Por Emília Matoso Sousa

Deitar cedo e cedo erguer foi a nossa prática durante estes dias, para evitar o calor e para chegar ao destino a tempo de fazer um pouco de 'turismo'. Às 6h30 já estávamos na estrada e à nossa espera tínhamos a etapa que considerei mais bonita, com bosques, florestas, cascatinhas, ribeiros… Alguns quilómetros de subida, é certo, mas com o cansaço a ser recompensado com a beleza das paisagens.

Motivo de entusiasmo era também a cidade que hoje nos acolheria. Pontevedra. Capital das Rias Baixas e do Caminho Português de Santiago. O seu centro histórico magnífico, a sua saborosa gastronomia, a sua ‘movida’ e as suas charmosas praças são motivos para uma visita obrigatória. Graças ao seu modelo de planeamento urbano, muito focado na qualidade de vida e em políticas de mobilidade, a cidade tem vindo a somar prémios internacionais. O Prémio Habitat, atribuído pela ONU em 2014, e o primeiro prémio da Comissão Europeia para a Segurança Urbana, recebido em 2020, são apenas dois exemplos. É, ainda, a cidade galega com mais ruas exclusivamente pedonais e espaços verdes por habitante.

Os primeiros quilómetros após a saída de Redondela não têm particular interesse. Atravessada a N550, entramos em caminhos secundários que nos levam até outro de terra batida, entre árvores e vegetação variada. A primeira grande subida está prestes a começar para se prolongar por quatro quilómetros, durante os quais agradecemos o tempo fresco que, entretanto, substituira o calor. Entre subida e descida, chegamos a um ponto que nos oferece umas vistas soberbas para a Ria de Vigo. Descemos até à N550 para alcançar Arcade, cujo interior atravessamos e onde há cafetarias, sempre bem-vindas para paragens técnicas.

O ponto de interesse seguinte é a histórica Ponte Sampaio, sobre o rio Verdugo, e que dá o nome à localidade. Assinala a entrada no concelho de Pontevedra. É uma ponte longa, com dez arcos semicirculares, com origens alegadamente romanas, mas remodelada na Idade Média, época a que remonta a atual estrutura. Tem ainda direito a um lugar próprio na história da Galiza, já que em junho de 1809, durante a Guerra da Independência, foi palco de um episódio memorável, em que as tropas espanholas, lideradas pelo coronel Pablo Morillo, e as milícias populares galegas derrotaram e correram com as forças de ocupação francesas, comandadas pelo marechal Michel Ney.

Registos fornecidos
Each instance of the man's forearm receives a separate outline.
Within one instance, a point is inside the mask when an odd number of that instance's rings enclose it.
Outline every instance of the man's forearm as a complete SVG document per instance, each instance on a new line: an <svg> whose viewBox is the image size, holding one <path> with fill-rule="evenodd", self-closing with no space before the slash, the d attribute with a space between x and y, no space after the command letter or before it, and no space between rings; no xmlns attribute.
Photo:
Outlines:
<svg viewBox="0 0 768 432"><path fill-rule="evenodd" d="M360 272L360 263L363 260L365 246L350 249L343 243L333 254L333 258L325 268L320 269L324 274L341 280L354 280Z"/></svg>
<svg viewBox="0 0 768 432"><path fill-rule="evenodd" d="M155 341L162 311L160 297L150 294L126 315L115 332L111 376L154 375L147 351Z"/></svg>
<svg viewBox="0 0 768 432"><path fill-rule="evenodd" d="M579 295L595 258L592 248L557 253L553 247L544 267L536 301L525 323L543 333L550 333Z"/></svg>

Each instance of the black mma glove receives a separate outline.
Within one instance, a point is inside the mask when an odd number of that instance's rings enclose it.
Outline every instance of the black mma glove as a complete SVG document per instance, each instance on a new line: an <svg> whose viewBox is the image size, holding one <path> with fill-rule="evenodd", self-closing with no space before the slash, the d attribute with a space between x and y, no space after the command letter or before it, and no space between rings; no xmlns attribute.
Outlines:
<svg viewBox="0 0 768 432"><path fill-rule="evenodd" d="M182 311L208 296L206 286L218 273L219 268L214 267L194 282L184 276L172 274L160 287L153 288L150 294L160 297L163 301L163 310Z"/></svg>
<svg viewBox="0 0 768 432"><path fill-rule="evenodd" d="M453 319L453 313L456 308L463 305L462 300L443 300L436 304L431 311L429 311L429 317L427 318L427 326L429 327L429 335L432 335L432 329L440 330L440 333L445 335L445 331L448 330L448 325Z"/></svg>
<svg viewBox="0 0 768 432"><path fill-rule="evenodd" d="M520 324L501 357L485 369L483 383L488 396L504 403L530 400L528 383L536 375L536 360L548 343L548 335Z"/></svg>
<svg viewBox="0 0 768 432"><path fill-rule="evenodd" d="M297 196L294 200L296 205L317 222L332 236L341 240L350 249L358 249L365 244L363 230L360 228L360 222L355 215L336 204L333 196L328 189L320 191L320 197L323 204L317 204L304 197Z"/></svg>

Enunciado 1
Responda às seguintes perguntas com base no excerto:
(a) A que horas já se encontravam na estrada?
(b) Que prémio a ONU atribuiu a Pontevedra em 2014?
(c) Quantos arcos tem a Ponte Sampaio?
Enunciado 2
Copie integralmente tudo o que consta dos registos, desde o seu início até à linha que contém "295L595 258L592 248L557", incluindo esta.

Resolução completa 1
(a) Às 6h30.
(b) O Prémio Habitat.
(c) Dez arcos semicirculares.

Resolução completa 2
Each instance of the man's forearm receives a separate outline.
Within one instance, a point is inside the mask when an odd number of that instance's rings enclose it.
Outline every instance of the man's forearm as a complete SVG document per instance, each instance on a new line: an <svg> whose viewBox is the image size, holding one <path> with fill-rule="evenodd", self-closing with no space before the slash, the d attribute with a space between x and y, no space after the command letter or before it, and no space between rings; no xmlns attribute.
Photo:
Outlines:
<svg viewBox="0 0 768 432"><path fill-rule="evenodd" d="M360 272L360 263L363 260L365 246L350 249L343 243L333 254L333 258L325 268L320 269L324 274L341 280L354 280Z"/></svg>
<svg viewBox="0 0 768 432"><path fill-rule="evenodd" d="M155 341L162 311L160 297L150 294L126 315L115 332L111 376L154 375L147 351Z"/></svg>
<svg viewBox="0 0 768 432"><path fill-rule="evenodd" d="M579 295L595 258L592 248L557 253L553 247L544 267L536 301L525 323L543 333L550 333Z"/></svg>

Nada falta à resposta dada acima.